═══ Selected excerpt ═══

Agreed, but, I think it’s perfectly valid to have a goal (or preference) of photographic reproduction of the scene with emphasis on color accuracy and realism. Is more yellow fire realism or preference? Does it matter?

So, it’s ok to stare at yourself in the dark bathroom in candlelight and see what you see. Then again, what’s the old saying: “we don’t see the world as it is, we see the world the way we are”. Particularly spot on for color. So it’s all preference in the end. If the color looks correct to you, it’s correct. If it looks wrong to you, it’s wrong.

“Accuracy” with respect to what? How do you quantify “realism” in this context?

Does it matter? If that is your goal or preference, then I think you get to decide, whatever example, reference or measurement you want to use or not use to get the reproduction you’re after… I could’ve used other words too, like “natural”, “true-to-life”, I don’t think it matters.

If this were an even remotely plausible postulate, not a single primate would be able to propel their bodies through space.

This goal has never been the case since the advent of photography, neither in the analog nor electronic eras. The extreme differences between the pictorial depiction stimuli and the stimuli in-front-of-camera should not be discarded under the dismissive and euphemistic “preferential adjustments”, as such language does a disservice to what could only be described as fundamental mechanisms.

But let us follow along the proposed ahistorical ideological trail…

I would be curious if anyone has fully embraced the concept that the CIE XYZ stimuli model of relative wattage requirements to yield an indistinct boundary within a bipartite field has absolutely nothing to do with colour cognition? It has to do with identifying a flux difference across a very specific boundary condition, nothing more. To misplace colour cognition into the domain of boundary flux is a grave a priori error of logic and judgement.

But let’s ignore this, and further pretend that the entire idea of “colour accuracy” exists under the framing implied. Despite what display and streaming service and IP vendors might propose, is it reasonable to suggest that pictorial depictions of prisms, rainbows, diffraction, iridescence, indirect interactions off of all energy fields, etc. is fundamentally impossible due to the lack of “accuracy” of stimuli metrics? Or can rainbows be depicted in black and white film? How can this be without this entry point a priori postulate of “colour accuracy”, upon which the entire “scene” vs “display” paradigm of Giorgianni and Kodak rests, be subject to extreme scrutiny?

And even if the generous interpretations outlined above were remotely tenable from the very first stage of the proposition, let alone the actual biology of our primate systems, we should note that the additional layer of Colour Appearance Models and Uniform Colour Spaces, which the present discourse of “colour accuracy” rests upon. These can be framed as deformations of the stimuli flux fields that are so far displaced from anything remotely patterning after “appearance” so as to be equivalent to proposing Jupiter as equivalent for Earth.

Of course it matters when some proposition is resting atop layers upon layers of science fiction. None of this works. We started at a faulty proposition, and executed low effort and dismissive interrogation of fundamental constructs. Should we be surprised that some folks might suggest that the continued dismissal and recklessly low effort interrogations matter?

I just want to say that I really appreciate the hard work that has been done with ACES 2.0 and I hope we can keep the discussions civil and constructive. Not saying the discussion has been fully derailed yet, but I have a feeling it might happen later unless we are mindful about this moving forward.

This is subjective of course, but I agree that it currently feels like ACES 2.0 would really benefit from a default LMT, like @ChrisBrejon has shown multiple good examples of earlier in this thread.

Adding advanced hue skews in grading to get “good looking” pictures shouldn’t be needed by default.

═══ Given entries ═══

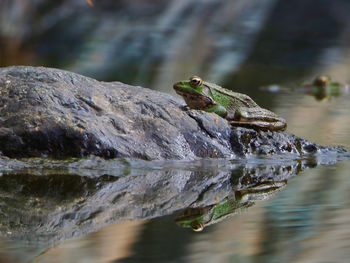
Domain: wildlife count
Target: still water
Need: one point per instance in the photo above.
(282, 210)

═══
═══ Given entries ═══

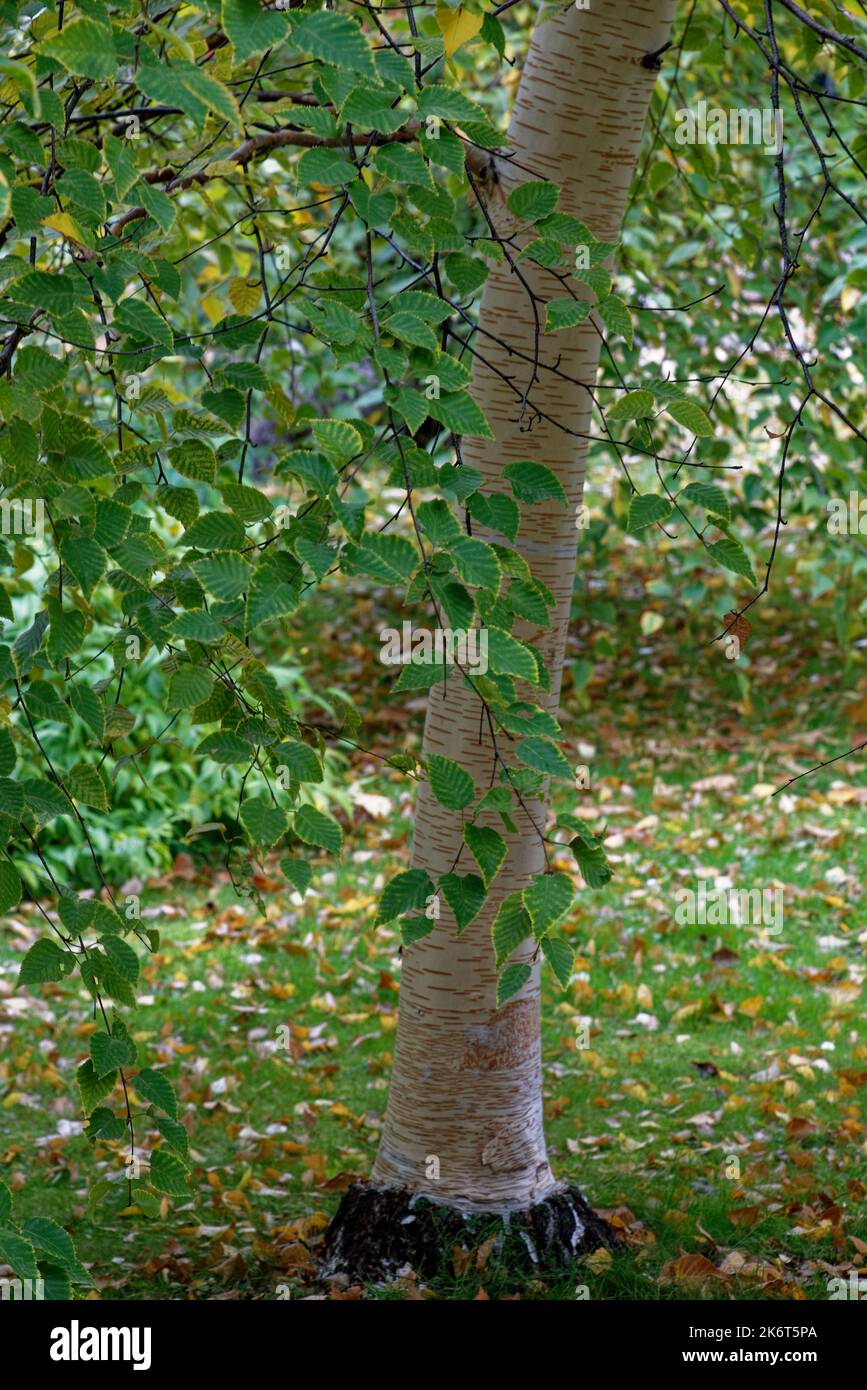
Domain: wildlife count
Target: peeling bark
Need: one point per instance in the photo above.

═══

Your tasks:
1 - From the thread on color accuracy, list every phenomenon that the writer names when asking whether pictorial depiction would be impossible because of a lack of "accuracy" in stimuli metrics.
2 - According to the thread on color accuracy, why is placing color cognition in the domain of boundary flux considered a grave error?

Solved problems:
1 - Prisms, rainbows, diffraction, iridescence, and indirect interactions off of all energy fields.

2 - The CIE XYZ stimuli model describes the relative wattage needed to yield an indistinct boundary within a bipartite field. It only identifies a flux difference across a very specific boundary condition, so the writer holds that it has nothing to do with color cognition.